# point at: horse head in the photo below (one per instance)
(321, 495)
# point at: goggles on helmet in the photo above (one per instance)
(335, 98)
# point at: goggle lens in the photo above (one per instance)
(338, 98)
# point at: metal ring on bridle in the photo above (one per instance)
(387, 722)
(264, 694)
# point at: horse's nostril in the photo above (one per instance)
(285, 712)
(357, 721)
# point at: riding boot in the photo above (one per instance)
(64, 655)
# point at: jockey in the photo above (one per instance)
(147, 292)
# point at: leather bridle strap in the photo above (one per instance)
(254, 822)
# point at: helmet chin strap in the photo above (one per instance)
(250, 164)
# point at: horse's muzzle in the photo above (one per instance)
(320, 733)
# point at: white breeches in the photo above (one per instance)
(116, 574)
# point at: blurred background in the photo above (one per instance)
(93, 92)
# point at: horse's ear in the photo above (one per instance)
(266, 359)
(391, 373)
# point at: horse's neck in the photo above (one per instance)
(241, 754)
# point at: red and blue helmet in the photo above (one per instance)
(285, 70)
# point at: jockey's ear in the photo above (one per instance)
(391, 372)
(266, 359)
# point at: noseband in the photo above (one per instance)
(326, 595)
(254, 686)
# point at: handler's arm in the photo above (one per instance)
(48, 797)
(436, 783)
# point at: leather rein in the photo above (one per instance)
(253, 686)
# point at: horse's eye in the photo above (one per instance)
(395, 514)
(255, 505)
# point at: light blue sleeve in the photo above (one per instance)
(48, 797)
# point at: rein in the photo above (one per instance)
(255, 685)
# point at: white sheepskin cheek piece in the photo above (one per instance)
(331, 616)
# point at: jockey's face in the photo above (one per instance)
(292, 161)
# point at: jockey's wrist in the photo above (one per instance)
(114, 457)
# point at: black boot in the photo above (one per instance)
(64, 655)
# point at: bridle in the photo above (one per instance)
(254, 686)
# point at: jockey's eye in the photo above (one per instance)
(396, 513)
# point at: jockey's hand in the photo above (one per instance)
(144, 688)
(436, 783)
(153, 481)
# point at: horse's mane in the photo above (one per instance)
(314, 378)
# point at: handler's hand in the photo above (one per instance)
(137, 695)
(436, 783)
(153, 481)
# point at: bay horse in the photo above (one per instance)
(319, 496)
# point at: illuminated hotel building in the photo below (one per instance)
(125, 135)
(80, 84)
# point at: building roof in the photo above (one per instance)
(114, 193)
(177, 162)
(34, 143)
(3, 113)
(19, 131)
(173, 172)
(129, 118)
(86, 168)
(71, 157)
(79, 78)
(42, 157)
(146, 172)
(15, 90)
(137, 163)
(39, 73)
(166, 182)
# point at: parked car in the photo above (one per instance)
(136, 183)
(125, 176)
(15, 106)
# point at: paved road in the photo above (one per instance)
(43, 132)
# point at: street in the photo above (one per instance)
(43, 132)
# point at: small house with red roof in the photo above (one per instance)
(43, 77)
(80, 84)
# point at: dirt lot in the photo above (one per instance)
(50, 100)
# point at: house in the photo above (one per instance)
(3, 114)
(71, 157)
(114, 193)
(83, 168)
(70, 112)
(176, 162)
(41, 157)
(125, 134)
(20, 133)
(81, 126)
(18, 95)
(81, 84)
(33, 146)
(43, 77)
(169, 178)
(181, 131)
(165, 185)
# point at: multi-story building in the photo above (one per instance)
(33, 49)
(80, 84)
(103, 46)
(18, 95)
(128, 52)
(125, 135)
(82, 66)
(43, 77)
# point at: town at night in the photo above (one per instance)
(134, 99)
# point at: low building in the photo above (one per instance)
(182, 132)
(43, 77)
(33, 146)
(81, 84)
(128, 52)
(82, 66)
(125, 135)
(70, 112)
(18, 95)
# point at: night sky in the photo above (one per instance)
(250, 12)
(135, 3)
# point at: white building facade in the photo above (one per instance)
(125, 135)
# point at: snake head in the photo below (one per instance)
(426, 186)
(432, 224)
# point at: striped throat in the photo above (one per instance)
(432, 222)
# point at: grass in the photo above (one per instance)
########################################
Starting with the line that contains "# point at: striped", copy each line through the end of the data exactly, and leave out all earlier lines.

# point at: striped throat in the photo above (one per instance)
(432, 222)
# point at: grass in the photo above (one per instance)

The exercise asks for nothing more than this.